INPUT ROWS:
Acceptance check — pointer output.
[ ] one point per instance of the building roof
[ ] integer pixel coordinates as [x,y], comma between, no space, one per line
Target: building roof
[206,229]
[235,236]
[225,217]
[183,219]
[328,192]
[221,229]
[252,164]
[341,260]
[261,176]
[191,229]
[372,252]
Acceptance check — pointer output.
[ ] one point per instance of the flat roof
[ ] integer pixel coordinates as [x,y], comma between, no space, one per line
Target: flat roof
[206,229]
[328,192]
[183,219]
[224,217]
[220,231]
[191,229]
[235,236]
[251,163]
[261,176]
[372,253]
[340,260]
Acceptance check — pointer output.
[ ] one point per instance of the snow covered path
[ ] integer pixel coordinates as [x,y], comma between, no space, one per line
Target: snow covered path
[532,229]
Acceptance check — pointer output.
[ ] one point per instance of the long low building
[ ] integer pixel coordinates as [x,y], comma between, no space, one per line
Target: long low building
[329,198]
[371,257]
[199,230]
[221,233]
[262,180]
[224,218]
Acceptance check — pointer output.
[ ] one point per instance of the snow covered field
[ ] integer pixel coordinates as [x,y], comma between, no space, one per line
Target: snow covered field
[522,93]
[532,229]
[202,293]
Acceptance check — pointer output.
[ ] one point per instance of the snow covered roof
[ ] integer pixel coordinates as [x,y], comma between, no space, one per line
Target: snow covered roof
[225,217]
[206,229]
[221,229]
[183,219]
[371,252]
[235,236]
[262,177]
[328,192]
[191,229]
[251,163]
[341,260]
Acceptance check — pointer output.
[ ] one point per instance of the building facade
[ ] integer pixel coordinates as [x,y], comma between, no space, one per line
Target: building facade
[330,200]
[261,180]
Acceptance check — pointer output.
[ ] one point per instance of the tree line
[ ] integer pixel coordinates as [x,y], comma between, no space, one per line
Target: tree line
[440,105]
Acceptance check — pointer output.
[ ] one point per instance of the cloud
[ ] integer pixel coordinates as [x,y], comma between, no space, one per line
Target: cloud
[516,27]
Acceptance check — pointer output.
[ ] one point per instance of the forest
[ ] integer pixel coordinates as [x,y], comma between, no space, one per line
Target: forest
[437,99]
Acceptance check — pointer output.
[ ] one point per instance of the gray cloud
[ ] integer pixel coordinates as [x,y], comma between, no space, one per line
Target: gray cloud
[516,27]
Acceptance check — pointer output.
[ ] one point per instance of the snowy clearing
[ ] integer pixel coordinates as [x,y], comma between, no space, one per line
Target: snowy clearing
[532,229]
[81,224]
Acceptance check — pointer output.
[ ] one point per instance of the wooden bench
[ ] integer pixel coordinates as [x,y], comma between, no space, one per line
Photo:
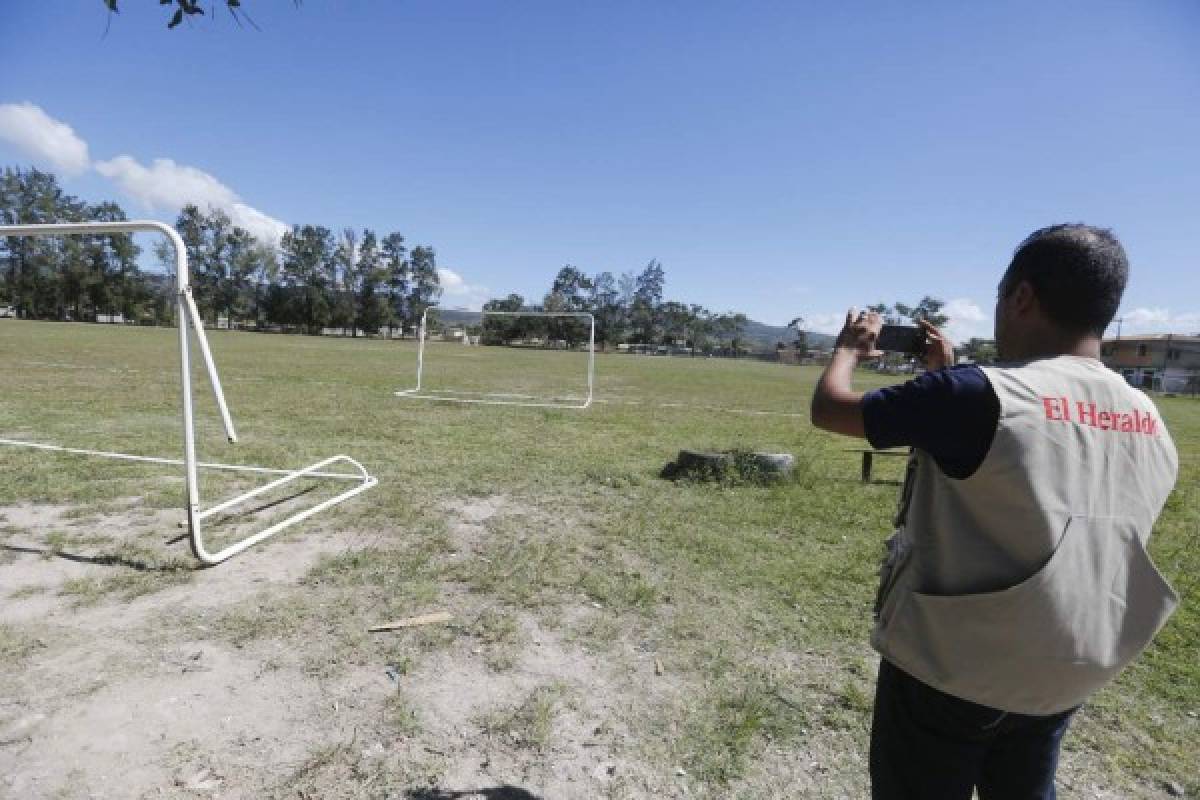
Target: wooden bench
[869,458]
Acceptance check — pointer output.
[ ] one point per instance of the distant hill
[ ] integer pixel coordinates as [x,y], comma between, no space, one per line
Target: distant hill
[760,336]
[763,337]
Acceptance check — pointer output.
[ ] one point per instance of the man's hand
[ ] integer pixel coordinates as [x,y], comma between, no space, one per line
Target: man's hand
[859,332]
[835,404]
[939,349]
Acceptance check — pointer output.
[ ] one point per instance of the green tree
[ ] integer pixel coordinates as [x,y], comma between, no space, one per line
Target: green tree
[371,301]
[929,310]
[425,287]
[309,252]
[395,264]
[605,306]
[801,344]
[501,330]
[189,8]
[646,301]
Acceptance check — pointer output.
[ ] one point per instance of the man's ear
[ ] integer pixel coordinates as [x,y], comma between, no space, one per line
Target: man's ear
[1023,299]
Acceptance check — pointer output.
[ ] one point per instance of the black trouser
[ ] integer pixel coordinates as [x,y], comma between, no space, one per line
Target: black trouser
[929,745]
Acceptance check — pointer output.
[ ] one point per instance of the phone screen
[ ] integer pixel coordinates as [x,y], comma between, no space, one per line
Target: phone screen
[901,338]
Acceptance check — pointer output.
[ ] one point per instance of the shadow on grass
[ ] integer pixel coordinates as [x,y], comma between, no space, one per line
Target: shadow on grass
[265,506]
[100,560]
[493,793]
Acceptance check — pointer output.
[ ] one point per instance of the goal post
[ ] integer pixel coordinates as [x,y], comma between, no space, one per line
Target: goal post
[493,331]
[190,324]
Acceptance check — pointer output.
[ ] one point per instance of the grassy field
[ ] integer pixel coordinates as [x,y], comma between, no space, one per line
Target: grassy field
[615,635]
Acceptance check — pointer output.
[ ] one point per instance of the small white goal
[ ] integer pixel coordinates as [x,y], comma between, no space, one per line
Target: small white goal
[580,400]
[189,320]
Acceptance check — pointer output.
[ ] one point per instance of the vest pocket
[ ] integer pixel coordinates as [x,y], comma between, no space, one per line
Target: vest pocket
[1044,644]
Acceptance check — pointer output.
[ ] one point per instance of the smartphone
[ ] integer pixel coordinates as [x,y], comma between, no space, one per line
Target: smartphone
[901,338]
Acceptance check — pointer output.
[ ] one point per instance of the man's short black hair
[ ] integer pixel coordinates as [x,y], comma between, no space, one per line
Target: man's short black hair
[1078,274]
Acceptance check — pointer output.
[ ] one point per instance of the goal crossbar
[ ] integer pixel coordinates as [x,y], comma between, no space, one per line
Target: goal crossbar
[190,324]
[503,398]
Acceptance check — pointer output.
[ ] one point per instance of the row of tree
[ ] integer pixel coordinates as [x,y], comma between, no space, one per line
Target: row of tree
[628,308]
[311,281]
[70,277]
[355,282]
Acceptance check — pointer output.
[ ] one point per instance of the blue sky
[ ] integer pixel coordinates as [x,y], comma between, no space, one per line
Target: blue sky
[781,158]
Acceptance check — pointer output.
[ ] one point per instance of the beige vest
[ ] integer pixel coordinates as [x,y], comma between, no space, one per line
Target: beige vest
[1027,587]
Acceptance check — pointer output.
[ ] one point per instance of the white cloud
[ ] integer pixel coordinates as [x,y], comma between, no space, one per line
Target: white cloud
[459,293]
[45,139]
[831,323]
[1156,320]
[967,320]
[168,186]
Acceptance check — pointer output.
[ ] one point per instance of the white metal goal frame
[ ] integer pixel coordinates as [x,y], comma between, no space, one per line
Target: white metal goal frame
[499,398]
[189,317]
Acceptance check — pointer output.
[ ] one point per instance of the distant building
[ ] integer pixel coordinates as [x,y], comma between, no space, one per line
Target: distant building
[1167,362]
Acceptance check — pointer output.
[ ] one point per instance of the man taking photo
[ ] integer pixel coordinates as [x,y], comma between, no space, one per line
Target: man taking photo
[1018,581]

INSTRUCTION: Report every line in the listing above that contains the word "hand".

THE OUTPUT:
[ ] one point per instance of the man's hand
Target: man's hand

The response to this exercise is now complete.